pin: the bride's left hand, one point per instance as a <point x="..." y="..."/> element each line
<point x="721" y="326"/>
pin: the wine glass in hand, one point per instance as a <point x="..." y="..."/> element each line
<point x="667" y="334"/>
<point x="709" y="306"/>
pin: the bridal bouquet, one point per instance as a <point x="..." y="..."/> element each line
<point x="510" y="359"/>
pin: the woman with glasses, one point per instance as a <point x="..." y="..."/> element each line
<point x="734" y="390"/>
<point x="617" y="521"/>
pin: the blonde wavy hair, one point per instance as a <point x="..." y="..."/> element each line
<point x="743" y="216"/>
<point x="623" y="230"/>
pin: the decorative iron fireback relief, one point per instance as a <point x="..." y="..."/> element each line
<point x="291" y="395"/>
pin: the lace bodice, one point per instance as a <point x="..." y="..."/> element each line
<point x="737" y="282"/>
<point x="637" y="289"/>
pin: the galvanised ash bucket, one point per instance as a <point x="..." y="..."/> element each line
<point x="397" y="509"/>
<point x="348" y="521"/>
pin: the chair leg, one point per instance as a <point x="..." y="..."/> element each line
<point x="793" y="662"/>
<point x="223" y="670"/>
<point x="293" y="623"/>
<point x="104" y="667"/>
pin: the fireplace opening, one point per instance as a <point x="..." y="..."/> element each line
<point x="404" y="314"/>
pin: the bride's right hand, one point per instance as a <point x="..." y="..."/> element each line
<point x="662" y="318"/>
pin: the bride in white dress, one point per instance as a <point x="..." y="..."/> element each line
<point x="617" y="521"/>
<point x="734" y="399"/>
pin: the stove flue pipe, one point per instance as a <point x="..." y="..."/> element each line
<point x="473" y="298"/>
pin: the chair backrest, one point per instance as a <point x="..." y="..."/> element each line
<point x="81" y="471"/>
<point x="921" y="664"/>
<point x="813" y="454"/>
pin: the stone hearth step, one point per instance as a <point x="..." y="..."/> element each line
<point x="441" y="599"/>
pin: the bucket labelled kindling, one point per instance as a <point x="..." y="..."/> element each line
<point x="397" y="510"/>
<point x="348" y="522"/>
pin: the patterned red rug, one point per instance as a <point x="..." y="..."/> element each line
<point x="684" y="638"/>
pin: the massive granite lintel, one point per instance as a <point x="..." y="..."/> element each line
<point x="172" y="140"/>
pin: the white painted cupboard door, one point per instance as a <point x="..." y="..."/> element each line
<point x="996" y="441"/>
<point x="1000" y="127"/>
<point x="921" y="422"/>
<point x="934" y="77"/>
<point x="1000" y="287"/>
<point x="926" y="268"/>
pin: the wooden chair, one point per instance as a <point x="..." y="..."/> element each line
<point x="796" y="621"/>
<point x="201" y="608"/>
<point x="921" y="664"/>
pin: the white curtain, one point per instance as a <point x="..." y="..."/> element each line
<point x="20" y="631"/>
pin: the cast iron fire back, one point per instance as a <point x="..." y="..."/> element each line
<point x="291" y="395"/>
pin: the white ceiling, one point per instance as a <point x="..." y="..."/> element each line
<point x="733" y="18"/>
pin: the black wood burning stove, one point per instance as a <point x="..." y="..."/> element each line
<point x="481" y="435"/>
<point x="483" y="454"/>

★ ★ ★ ★

BRIEF
Could you output every entry from the listing above without altering a word?

RESULT FOR THIS TASK
pin: the bride's left hand, one point per instance as a <point x="..." y="..."/> element each line
<point x="721" y="326"/>
pin: the wine glass in hand, one point per instance as a <point x="..." y="..."/> element each line
<point x="667" y="334"/>
<point x="709" y="306"/>
pin: the bridal bouquet, one point per instance as a <point x="..." y="..."/> element each line
<point x="510" y="359"/>
pin: the woman with glasses, one point per instance as a <point x="..." y="..."/> element each line
<point x="734" y="390"/>
<point x="617" y="521"/>
pin: the blonde wavy hair, one point per instance as a <point x="..." y="..."/> element each line
<point x="743" y="216"/>
<point x="623" y="230"/>
pin: the decorative iron fireback relief, one point per instance as a <point x="..." y="..."/> element each line
<point x="291" y="395"/>
pin: the lace bodice, one point per instance as a <point x="..." y="..."/> element each line
<point x="737" y="282"/>
<point x="637" y="289"/>
pin: the galvanised ash bucket, one point per instance as a <point x="..." y="..."/> element each line
<point x="397" y="509"/>
<point x="348" y="521"/>
pin: the chair leg, one point per instance as a <point x="..." y="..."/> element each line
<point x="793" y="662"/>
<point x="223" y="670"/>
<point x="293" y="623"/>
<point x="104" y="667"/>
pin: the fireplace opening, one point per instance as a <point x="..." y="..."/> element each line
<point x="404" y="314"/>
pin: the bride's right hand, one point per instance as a <point x="..." y="..."/> element each line
<point x="662" y="318"/>
pin: the bride in white dress, one point per instance as a <point x="..." y="..."/> element each line
<point x="617" y="521"/>
<point x="734" y="399"/>
pin: the stove flue pipe, one point per instance as a <point x="..." y="..."/> element each line
<point x="473" y="298"/>
pin: the chair backrest, one point per instance as a <point x="..." y="..."/> element each line
<point x="81" y="471"/>
<point x="921" y="664"/>
<point x="813" y="454"/>
pin: the stone hearth step, one point per instance as a <point x="..." y="..."/> element each line
<point x="441" y="599"/>
pin: the bucket labelled kindling, one point per instance as a <point x="..." y="..."/> element each line
<point x="397" y="510"/>
<point x="348" y="522"/>
pin: the patterned red rug, one point per instance as a <point x="..." y="..."/> element each line
<point x="684" y="638"/>
pin: the massive granite lintel, one point per instance as a <point x="..." y="..."/> element each line
<point x="172" y="140"/>
pin: the white painted cupboard door, one point per instance as a <point x="..." y="..."/> element each line
<point x="996" y="441"/>
<point x="1000" y="127"/>
<point x="921" y="422"/>
<point x="934" y="77"/>
<point x="1000" y="287"/>
<point x="926" y="268"/>
pin: the wooden chair, one point per instance as a <point x="..." y="..."/> element each line
<point x="796" y="621"/>
<point x="201" y="608"/>
<point x="921" y="664"/>
pin: the white curtain, one point per instance as a <point x="..." y="..."/> element each line
<point x="20" y="631"/>
pin: the cast iron fire back, one point per instance as a <point x="..." y="..."/> element each line
<point x="291" y="395"/>
pin: the white ceiling, one point per instance as a <point x="..." y="..."/> element each line
<point x="733" y="18"/>
pin: the black wood burning stove, one point per instance as a <point x="..." y="..."/> element each line
<point x="481" y="435"/>
<point x="483" y="454"/>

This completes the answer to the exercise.